====== Information shown ======

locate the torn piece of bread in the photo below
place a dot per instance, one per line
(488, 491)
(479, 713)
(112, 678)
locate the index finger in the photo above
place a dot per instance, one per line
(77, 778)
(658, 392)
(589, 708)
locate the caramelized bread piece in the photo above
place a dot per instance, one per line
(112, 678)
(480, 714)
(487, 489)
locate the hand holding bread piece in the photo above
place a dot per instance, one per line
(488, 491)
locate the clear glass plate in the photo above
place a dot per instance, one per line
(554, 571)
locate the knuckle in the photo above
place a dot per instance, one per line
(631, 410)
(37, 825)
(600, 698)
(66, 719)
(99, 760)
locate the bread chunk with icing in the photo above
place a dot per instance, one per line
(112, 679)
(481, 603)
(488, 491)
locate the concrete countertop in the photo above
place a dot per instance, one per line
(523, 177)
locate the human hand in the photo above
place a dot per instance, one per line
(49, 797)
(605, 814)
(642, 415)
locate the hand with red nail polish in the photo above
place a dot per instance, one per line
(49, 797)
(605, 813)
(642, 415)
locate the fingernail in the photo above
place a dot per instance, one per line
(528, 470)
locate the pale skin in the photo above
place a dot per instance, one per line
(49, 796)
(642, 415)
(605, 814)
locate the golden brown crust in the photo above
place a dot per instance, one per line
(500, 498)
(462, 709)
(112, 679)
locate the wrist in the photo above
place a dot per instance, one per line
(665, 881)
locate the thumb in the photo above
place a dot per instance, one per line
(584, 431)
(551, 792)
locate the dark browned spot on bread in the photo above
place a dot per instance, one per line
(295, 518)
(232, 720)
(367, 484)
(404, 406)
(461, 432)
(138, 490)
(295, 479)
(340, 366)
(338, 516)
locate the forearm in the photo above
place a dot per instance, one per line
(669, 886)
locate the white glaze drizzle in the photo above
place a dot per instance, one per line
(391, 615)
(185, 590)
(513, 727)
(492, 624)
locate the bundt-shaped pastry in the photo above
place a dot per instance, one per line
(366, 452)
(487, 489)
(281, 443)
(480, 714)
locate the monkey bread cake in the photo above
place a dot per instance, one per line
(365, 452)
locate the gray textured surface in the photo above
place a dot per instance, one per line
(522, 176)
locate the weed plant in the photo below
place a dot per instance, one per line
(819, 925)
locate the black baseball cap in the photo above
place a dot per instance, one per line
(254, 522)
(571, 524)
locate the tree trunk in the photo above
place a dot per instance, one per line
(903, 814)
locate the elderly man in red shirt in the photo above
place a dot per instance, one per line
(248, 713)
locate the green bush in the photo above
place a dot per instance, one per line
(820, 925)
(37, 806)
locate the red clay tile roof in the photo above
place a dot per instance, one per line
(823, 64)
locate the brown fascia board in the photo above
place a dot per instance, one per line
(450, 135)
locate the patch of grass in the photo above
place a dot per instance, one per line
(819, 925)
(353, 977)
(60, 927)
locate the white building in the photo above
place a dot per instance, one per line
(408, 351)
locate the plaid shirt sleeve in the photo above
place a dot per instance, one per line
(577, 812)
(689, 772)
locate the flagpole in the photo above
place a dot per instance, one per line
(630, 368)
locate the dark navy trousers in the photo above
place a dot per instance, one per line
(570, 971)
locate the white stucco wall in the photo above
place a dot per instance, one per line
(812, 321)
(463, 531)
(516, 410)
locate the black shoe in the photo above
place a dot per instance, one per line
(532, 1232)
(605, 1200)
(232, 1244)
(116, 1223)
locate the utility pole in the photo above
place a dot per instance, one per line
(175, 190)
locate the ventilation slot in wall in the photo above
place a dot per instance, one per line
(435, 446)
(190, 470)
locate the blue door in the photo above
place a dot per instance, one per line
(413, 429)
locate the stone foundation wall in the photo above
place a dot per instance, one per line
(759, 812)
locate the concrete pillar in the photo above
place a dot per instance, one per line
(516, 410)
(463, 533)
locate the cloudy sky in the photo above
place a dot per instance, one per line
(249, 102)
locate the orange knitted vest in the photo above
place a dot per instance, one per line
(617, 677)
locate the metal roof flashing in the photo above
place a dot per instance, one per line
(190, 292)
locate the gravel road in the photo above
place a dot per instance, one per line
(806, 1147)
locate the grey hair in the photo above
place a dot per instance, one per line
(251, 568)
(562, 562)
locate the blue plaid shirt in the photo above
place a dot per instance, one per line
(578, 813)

======

- Problem details: The required output is every line above from the one with "locate the hand with" down to the one with "locate the green bush in the photo above", restated word for word, ends included.

- Solution to this problem:
locate the hand with red nail polish in the photo above
place a dot per instance, one per line
(49, 797)
(605, 813)
(642, 415)
locate the fingernail in the photo above
place a dot per instance, one per line
(528, 470)
locate the pale skin in the photo above
place a dot per instance, one per line
(49, 796)
(642, 415)
(605, 814)
locate the golden brown crust in the photo above
place a dot per instance, one per line
(500, 498)
(462, 709)
(112, 679)
locate the wrist in the photo above
place a dot per instance, one per line
(665, 881)
locate the thumb in the photo above
place a dot per instance, one per line
(584, 431)
(551, 792)
locate the dark browned spot on bread in the photo above
place a dot per instance, one per line
(295, 518)
(232, 720)
(367, 484)
(404, 406)
(461, 432)
(138, 490)
(295, 479)
(340, 366)
(338, 516)
locate the forearm in the photo above
place a dot per instance, one per line
(669, 886)
locate the white glaze drizzle in the photo above
place a dot per instance, one per line
(391, 615)
(185, 590)
(513, 727)
(492, 624)
locate the bundt-shaped pastry in the photo above
place a dot per instance, one per line
(366, 452)
(487, 489)
(281, 443)
(480, 714)
locate the monkey bread cake in the photo above
place a dot per instance, one per line
(365, 452)
locate the gray textured surface in the photo above
place a dot per instance, one per line
(522, 176)
locate the weed plant in the photo below
place a dot per instance, one per line
(819, 925)
locate the black baseball cap in the photo above
place a dot per instance, one per line
(254, 522)
(571, 524)
locate the tree trunk in the photo above
place a dot per instance, one per line
(903, 814)
locate the elderly man in red shirt in the photo above
place a dot per instance, one per line
(248, 713)
locate the green bush in the photo above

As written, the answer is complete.